▶ EXERCISE PROMPT: Only reproduce the lines from the line containing "query: the noun phrase to segment: golden" onward, exactly, through the final line of the data below.

▶ THE RECORDS:
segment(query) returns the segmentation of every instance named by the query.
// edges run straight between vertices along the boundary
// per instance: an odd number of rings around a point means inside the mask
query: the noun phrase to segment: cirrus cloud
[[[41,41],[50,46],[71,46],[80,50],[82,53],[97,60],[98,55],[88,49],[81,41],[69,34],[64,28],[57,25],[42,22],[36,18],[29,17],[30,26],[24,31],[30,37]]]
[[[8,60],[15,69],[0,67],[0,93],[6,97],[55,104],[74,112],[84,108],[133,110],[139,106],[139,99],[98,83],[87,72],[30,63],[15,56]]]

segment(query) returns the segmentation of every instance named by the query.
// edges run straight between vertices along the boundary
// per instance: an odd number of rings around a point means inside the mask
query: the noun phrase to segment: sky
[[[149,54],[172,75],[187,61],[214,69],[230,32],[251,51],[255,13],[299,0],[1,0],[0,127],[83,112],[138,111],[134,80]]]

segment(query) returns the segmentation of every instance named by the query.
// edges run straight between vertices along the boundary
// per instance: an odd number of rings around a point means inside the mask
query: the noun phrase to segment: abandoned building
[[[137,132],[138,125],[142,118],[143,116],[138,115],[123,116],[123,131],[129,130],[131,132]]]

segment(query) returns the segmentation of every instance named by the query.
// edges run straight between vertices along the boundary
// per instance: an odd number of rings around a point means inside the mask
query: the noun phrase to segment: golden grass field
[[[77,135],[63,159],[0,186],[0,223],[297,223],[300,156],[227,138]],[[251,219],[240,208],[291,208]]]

▶ ANSWER FOR THIS EXERCISE:
query: the noun phrase to segment: golden grass field
[[[77,135],[63,159],[0,186],[0,223],[297,223],[300,156],[227,138]],[[251,219],[240,208],[291,208]]]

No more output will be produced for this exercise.